• **GIVEN TEXT**:
________________________________________

Enbridge, Inc. (NYSE: ENB) — a Canadian crude oil and natural gas transportation company — has rewarded its shareholders with annual dividend hikes for nearly two decades.


Over the past 19 years of consecutive hikes, the company managed to maintain an average annual dividend growth rate of nearly 12%. Additionally, three and five-year growth rates show that Enbridge has advanced its annual dividend hikes at a higher rate over the last several years, with the average growth rate increasing to more than 16%.

Enbridge’s share price history tells a different tale though. Unlike the steady dividend growth of the past few years, ENB shares experienced a loss of almost 45% of their value from April to December 2015, and were at about the same level close to two and a half years later. However, the share price has been riding an uptrend over the past 90 days, and half of Wall Street analysts covering the stock have a “Buy” of “Strong Buy” recommendation.


With an average target price of $45.03, Enbridge has plenty of room for further growth, as the current share price target is close to 25% below this threshold. Investors interested in the possibility of double-digit growth, an upcoming dividend hike, and a two decade track record of successive dividend hikes may want to take a position prior to the upcoming August 14, 2018 ex-dividend date. Enbridge will distribute its next quarterly payout on September 17, 2018 to all shareholders of record.

Dividend Hikes

Enbridge, Inc. (NYSE:ENB)

Headquartered in Calgary, Canada and founded in 1949 as the Interprovincial Pipeline Company, Enbridge Inc. operates as an energy infrastructure company in Canada and the United States. The company manages and has an 84.6% economic interest in the Enbridge Income Fund (NYSE: ENF), a 34.9% economic interest in Enbridge Energy Partners L.P. (NYSE: EEP) and a 75.0% equity interest in Spectra Energy Partners, LP (NYSE: SEP). Enbridge is Canada’s largest natural gas distribution provider, with about 3.7 million retail customers in Ontario, Quebec, New Brunswick and New York State. Additionally, Enbridge operates the world’s longest crude oil and liquids transportation system, with more than 17,000 miles of active pipe and an average delivery quota almost 3 million barrels of crude oil each day.

________________________________________

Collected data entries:
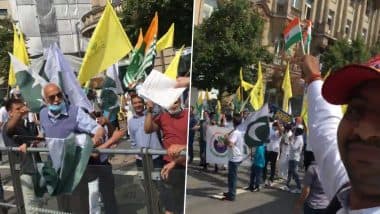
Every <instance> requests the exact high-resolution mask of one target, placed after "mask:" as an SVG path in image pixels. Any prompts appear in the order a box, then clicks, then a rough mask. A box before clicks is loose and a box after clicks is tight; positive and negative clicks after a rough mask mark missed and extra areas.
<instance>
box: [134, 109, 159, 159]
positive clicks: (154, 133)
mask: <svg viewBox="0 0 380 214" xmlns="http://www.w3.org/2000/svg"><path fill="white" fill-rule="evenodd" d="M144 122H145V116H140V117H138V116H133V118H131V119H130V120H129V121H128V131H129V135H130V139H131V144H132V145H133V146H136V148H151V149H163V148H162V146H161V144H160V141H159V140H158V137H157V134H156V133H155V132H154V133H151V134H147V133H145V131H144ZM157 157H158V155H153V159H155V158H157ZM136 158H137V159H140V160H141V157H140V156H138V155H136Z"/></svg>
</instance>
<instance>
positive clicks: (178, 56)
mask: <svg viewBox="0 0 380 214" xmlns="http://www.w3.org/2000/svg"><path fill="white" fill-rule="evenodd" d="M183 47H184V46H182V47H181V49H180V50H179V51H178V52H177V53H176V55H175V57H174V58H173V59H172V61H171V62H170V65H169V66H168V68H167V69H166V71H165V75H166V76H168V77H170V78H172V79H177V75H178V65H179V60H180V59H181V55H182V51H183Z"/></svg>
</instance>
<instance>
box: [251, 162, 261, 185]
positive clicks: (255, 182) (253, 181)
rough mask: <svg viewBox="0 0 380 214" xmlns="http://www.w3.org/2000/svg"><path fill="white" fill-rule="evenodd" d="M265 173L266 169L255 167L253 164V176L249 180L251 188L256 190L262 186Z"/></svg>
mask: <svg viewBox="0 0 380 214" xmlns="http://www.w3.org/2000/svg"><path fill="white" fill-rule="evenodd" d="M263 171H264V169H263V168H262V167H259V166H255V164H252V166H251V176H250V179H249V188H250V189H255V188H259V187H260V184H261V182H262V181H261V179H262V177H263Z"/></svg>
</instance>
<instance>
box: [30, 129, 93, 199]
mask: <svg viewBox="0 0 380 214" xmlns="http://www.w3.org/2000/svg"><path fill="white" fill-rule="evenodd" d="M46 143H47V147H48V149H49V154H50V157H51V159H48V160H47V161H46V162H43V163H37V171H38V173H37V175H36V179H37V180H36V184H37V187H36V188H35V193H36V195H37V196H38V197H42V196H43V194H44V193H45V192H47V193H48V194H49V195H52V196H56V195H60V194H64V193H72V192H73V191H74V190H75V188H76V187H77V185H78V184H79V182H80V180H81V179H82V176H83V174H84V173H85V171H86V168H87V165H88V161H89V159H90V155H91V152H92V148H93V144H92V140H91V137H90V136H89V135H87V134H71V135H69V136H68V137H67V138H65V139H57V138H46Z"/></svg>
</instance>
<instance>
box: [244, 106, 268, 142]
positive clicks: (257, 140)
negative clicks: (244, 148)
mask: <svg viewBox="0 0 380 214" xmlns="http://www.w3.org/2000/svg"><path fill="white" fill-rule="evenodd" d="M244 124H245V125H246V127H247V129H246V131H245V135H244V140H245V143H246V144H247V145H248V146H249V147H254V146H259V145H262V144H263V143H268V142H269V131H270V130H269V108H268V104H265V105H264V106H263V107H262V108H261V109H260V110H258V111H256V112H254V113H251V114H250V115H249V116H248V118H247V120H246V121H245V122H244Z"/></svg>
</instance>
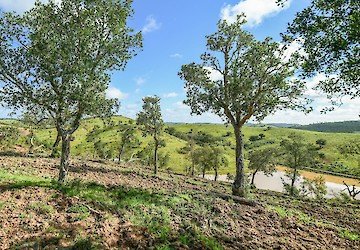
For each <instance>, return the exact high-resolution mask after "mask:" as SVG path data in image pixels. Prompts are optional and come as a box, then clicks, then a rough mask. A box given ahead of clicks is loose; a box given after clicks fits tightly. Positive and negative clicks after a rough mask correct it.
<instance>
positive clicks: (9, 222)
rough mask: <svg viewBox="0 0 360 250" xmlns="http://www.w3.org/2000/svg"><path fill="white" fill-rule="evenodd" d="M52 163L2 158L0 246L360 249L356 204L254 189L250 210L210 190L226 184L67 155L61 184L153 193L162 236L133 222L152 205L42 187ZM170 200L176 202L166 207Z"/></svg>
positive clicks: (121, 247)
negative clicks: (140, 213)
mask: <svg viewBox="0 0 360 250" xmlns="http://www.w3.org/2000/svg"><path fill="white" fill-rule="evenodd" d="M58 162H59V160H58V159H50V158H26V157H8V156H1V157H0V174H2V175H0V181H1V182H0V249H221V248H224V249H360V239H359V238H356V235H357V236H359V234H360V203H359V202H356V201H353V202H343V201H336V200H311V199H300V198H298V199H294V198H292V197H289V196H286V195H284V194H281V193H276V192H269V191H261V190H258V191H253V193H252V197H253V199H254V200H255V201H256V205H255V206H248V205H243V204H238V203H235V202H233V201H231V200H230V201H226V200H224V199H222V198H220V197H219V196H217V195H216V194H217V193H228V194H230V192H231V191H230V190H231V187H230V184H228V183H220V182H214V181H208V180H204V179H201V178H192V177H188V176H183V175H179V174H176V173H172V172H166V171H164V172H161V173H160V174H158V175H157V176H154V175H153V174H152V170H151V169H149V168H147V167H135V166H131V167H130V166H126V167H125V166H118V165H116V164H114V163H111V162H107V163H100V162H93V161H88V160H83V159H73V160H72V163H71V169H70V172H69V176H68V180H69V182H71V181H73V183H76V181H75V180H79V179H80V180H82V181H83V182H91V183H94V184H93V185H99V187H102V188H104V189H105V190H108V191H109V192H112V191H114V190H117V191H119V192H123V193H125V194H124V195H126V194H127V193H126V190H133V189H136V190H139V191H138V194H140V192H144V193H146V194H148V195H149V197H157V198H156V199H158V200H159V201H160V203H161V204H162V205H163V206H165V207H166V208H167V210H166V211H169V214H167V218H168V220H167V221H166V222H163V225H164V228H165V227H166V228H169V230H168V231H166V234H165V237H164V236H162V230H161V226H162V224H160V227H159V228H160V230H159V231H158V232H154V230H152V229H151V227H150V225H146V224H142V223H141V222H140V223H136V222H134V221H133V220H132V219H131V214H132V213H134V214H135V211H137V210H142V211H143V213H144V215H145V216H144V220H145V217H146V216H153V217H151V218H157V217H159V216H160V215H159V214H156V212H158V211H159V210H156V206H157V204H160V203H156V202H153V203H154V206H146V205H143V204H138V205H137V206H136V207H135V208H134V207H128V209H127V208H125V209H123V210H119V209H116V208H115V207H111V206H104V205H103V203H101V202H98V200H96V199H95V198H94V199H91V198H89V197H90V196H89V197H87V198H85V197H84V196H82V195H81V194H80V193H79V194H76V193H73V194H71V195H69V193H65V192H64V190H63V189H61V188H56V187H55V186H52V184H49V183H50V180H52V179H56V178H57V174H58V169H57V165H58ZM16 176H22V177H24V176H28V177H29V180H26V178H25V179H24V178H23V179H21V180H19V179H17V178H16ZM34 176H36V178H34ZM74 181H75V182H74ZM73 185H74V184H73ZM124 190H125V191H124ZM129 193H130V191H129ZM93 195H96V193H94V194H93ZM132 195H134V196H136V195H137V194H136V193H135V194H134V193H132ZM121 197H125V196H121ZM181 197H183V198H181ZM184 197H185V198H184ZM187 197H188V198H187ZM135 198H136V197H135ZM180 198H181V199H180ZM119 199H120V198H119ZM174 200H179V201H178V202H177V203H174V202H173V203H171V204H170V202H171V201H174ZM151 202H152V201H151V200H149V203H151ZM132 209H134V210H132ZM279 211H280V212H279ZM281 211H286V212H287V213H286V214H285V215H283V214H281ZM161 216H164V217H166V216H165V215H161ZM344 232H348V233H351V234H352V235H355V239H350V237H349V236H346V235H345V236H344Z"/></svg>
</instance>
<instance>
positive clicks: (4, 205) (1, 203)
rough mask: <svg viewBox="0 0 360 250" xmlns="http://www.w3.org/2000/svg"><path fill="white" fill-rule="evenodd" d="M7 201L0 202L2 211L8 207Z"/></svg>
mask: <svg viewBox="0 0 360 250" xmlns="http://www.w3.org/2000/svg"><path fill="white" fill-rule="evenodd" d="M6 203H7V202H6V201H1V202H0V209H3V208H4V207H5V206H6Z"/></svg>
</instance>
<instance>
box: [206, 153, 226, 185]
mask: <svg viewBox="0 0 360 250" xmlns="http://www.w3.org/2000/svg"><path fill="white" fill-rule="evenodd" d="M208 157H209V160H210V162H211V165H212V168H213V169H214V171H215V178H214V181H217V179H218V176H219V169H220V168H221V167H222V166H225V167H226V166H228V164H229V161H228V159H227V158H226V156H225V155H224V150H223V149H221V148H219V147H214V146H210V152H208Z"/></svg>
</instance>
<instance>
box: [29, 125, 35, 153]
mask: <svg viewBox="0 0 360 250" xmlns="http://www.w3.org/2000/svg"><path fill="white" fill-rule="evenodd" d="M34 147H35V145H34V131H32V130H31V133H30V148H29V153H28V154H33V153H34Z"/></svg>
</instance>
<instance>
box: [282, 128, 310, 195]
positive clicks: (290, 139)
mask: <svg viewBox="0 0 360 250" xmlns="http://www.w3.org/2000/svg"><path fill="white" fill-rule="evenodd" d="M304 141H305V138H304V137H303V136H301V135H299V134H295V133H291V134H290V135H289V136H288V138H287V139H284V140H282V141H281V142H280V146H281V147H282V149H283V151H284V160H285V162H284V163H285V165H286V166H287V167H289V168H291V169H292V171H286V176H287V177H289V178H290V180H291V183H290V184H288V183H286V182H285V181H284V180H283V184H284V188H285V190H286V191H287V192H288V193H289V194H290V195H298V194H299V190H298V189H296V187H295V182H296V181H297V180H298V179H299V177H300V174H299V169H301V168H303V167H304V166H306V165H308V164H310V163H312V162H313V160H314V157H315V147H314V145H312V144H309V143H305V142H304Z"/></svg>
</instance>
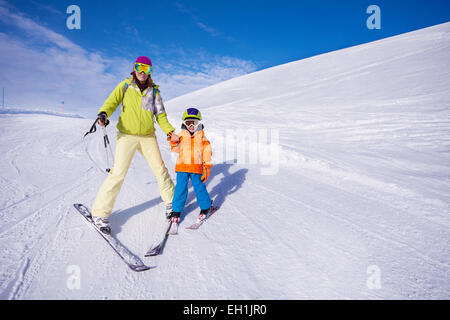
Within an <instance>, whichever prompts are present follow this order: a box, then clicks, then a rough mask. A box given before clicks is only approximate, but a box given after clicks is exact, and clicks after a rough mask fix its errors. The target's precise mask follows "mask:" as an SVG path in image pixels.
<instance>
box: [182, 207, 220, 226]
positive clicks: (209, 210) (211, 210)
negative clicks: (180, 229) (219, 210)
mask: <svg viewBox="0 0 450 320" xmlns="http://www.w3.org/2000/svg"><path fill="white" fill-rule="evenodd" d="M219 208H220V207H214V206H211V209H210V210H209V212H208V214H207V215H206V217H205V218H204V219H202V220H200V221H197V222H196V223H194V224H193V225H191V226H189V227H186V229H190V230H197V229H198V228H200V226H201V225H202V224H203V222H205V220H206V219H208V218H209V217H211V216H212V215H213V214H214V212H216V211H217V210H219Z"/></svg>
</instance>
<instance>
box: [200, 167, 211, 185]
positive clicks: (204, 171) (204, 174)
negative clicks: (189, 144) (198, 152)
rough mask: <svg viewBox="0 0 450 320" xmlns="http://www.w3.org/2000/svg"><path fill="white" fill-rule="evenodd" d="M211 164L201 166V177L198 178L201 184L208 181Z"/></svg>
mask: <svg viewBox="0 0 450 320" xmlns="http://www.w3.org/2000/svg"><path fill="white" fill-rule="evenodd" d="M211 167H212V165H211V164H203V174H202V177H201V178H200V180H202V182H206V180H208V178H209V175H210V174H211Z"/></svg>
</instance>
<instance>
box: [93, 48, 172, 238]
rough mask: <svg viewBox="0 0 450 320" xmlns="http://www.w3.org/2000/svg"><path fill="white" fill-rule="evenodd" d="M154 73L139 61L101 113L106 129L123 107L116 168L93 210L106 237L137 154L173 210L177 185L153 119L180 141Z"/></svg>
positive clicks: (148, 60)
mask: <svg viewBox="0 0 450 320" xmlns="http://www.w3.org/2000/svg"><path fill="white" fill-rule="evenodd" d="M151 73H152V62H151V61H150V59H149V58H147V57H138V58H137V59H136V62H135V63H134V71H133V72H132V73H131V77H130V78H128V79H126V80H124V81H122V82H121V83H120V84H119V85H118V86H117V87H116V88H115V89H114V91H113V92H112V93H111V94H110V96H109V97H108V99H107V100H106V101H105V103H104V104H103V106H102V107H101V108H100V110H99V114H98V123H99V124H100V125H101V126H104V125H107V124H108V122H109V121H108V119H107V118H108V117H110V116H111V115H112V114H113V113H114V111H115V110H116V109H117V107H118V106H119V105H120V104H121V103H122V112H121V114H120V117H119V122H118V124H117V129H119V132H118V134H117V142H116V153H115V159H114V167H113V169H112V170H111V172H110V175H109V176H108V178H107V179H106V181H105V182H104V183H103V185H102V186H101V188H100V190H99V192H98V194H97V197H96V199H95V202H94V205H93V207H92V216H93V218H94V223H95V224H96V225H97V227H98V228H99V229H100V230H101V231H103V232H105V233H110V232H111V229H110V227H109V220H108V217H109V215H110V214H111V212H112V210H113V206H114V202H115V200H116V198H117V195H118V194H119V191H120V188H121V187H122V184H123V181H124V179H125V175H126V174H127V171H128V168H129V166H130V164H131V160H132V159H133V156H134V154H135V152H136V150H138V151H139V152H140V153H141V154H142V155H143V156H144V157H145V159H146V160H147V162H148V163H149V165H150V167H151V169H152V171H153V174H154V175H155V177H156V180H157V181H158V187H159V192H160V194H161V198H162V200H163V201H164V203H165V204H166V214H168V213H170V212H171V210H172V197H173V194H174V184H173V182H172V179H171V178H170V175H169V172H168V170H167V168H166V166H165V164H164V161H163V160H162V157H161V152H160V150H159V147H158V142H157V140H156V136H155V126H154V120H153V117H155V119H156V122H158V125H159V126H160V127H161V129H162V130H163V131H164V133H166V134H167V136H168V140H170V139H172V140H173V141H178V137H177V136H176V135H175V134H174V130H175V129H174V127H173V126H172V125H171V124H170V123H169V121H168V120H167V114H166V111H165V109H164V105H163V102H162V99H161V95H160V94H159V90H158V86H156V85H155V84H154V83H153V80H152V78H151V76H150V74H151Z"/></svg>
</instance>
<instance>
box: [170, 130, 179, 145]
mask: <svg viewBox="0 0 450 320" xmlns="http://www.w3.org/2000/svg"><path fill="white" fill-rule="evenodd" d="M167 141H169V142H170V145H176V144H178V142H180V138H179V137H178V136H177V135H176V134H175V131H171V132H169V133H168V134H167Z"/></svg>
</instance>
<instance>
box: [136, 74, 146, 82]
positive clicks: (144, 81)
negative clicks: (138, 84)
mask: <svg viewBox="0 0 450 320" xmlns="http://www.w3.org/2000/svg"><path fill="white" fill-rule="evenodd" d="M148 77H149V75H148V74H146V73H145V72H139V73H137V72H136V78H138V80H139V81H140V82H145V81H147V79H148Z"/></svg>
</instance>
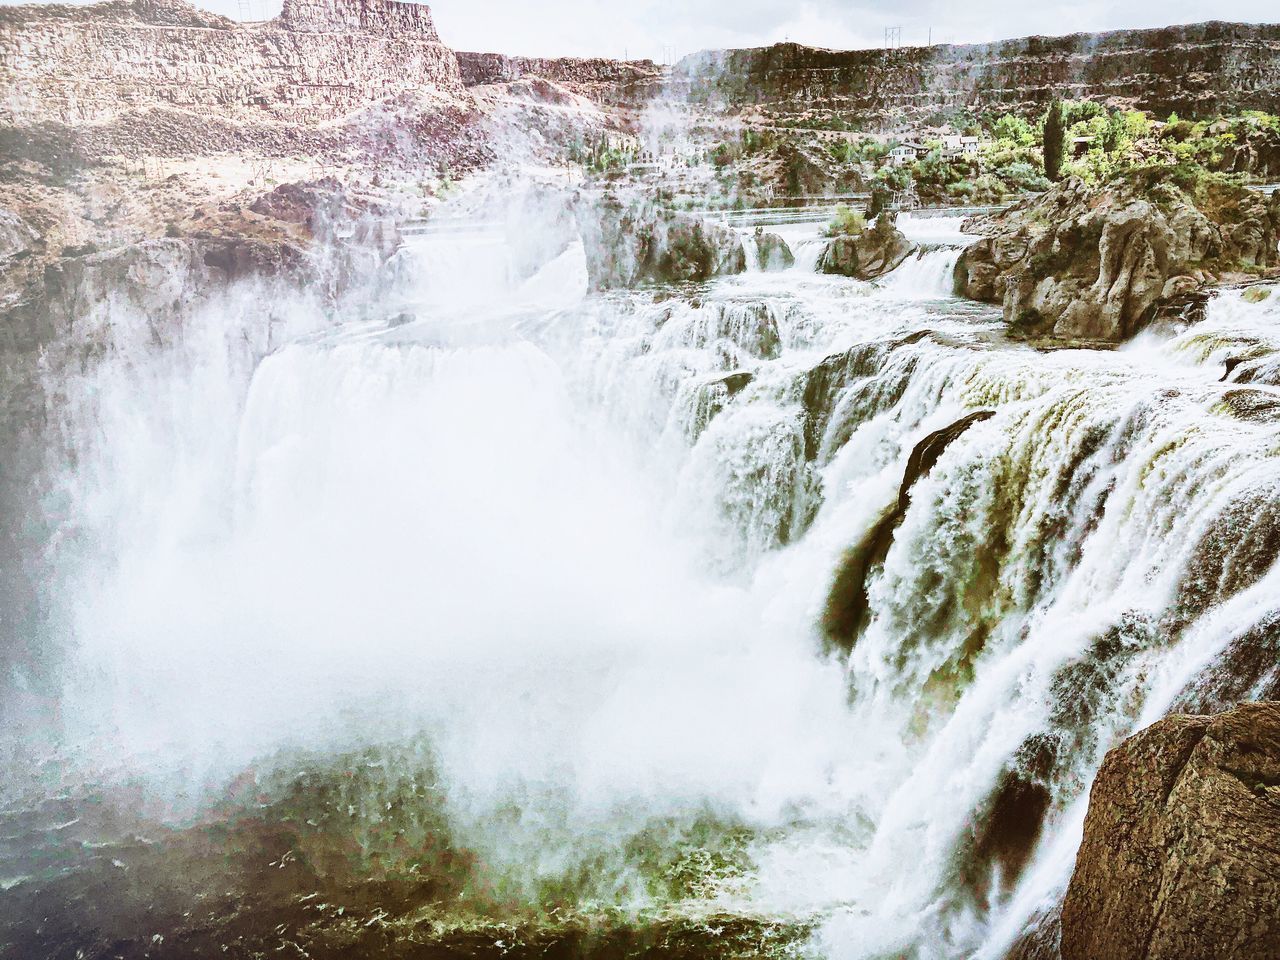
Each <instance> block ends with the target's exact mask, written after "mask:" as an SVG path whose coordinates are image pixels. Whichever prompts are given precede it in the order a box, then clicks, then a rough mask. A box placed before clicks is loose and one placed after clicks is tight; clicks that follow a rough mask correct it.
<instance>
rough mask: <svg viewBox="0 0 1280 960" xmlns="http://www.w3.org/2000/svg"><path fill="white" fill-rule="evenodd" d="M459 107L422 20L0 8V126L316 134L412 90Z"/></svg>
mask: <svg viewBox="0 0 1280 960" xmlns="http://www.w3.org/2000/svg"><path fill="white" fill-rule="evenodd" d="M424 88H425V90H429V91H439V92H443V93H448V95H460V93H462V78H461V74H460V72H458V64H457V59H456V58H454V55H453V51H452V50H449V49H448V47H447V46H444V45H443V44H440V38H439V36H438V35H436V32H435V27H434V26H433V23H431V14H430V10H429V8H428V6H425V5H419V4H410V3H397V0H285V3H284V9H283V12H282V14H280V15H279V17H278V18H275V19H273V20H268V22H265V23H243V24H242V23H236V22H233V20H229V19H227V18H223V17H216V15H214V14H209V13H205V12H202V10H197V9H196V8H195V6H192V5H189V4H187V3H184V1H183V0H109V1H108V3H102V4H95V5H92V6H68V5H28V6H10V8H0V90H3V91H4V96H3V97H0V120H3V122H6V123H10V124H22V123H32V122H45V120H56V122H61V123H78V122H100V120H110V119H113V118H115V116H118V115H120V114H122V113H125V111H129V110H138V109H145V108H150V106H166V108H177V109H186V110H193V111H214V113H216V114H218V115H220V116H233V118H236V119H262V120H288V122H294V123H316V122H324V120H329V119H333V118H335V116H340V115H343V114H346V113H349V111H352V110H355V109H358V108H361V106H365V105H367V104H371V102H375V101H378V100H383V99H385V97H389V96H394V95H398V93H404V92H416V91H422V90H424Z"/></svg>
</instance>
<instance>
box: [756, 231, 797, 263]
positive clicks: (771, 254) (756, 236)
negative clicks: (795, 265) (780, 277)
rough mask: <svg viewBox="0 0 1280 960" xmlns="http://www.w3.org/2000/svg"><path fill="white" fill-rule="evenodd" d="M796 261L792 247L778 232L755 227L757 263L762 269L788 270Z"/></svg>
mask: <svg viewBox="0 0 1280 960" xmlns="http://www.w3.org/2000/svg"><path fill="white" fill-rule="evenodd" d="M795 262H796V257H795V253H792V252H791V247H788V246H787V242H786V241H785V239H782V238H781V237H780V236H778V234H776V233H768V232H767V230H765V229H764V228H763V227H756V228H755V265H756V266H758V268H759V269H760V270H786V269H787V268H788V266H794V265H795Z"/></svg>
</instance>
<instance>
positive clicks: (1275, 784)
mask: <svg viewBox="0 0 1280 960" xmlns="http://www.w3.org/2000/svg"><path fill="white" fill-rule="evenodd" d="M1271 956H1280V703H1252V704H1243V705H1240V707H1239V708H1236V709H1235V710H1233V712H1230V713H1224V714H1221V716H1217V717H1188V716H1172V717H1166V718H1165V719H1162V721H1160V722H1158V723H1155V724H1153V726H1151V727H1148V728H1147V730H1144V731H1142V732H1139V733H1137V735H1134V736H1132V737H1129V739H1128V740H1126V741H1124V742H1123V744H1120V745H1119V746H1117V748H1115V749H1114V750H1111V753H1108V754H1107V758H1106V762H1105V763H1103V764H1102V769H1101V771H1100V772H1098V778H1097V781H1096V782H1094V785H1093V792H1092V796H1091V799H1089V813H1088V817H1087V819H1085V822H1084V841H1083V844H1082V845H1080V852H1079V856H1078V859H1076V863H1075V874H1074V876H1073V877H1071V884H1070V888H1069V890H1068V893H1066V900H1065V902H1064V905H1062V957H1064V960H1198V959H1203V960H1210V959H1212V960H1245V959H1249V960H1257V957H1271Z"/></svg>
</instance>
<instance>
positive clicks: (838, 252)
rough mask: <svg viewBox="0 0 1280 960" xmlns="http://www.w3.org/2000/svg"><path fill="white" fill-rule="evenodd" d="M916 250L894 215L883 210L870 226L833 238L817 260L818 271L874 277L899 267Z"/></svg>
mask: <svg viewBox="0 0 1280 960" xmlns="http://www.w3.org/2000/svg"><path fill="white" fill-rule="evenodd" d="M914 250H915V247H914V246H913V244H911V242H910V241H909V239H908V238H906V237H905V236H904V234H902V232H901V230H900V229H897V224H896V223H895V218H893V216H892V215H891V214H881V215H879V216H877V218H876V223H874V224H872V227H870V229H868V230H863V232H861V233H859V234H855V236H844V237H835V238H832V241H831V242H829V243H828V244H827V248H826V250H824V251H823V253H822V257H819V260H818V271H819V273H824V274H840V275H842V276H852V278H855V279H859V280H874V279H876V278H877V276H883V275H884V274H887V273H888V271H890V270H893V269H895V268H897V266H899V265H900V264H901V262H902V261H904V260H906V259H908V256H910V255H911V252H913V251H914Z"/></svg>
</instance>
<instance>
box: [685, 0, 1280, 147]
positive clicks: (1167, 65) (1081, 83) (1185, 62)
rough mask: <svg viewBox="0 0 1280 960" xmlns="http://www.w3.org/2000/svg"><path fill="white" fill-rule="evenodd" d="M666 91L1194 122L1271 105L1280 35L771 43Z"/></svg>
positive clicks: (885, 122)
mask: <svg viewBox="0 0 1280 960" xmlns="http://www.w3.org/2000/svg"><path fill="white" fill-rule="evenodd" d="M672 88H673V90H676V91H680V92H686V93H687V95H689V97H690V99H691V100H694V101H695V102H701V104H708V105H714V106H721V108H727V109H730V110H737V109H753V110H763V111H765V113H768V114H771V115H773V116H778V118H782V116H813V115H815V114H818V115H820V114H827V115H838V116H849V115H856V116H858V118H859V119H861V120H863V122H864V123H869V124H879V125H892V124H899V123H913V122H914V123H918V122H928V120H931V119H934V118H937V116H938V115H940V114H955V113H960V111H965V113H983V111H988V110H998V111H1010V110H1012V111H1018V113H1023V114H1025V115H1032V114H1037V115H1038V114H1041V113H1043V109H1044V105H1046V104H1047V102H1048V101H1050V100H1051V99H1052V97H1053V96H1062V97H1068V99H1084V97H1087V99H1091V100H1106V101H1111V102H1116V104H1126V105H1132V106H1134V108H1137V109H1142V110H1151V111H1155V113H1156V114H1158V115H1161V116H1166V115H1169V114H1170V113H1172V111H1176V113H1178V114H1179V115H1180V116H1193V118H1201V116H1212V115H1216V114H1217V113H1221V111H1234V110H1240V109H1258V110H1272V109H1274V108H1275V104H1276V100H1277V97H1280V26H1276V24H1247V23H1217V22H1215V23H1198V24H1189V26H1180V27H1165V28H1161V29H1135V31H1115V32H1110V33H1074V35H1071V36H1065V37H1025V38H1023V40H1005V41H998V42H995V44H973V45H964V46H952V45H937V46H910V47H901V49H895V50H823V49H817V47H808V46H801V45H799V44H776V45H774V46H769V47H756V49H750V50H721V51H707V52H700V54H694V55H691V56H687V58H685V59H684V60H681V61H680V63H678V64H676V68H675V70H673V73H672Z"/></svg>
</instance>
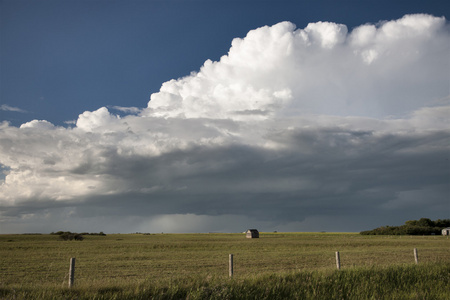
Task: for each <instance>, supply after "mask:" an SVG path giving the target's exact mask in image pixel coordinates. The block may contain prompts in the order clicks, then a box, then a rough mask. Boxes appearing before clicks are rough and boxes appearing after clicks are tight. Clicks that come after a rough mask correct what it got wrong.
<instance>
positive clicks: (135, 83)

________________________________________

• **TASK LIST**:
1. Rewrite the Enbridge article starting at "With an average" and ending at "shareholders of record.", putting "record date" in place of "ex-dividend date".
2. Answer these questions from the Enbridge article:
(a) In what year was the company founded, and under what name?
(b) What average annual dividend growth rate did it keep over its 19 years of consecutive hikes?
(c) On what date will it distribute its next quarterly payout?

• **SOLUTIONS TO THE EXERCISE**:
1.
With an average target price of $45.03, Enbridge has plenty of room for further growth, as the current share price target is close to 25% below this threshold. Investors interested in the possibility of double-digit growth, an upcoming dividend hike, and a two decade track record of successive dividend hikes may want to take a position prior to the upcoming August 14, 2018 record date. Enbridge will distribute its next quarterly payout on September 17, 2018 to all shareholders of record.

2.
(a) 1949, as the Interprovincial Pipeline Company
(b) Nearly 12%
(c) September 17, 2018